Short exercise ->
Put every line of the material below into a numbered list, leaving out blank lines.

Exercise inputs ->
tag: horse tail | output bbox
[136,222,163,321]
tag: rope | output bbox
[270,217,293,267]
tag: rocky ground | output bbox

Solution ->
1. tag: horse tail | output bbox
2. [136,222,163,321]
3. tag: rope | output bbox
4. [270,217,293,267]
5. tag: rocky ground | output bbox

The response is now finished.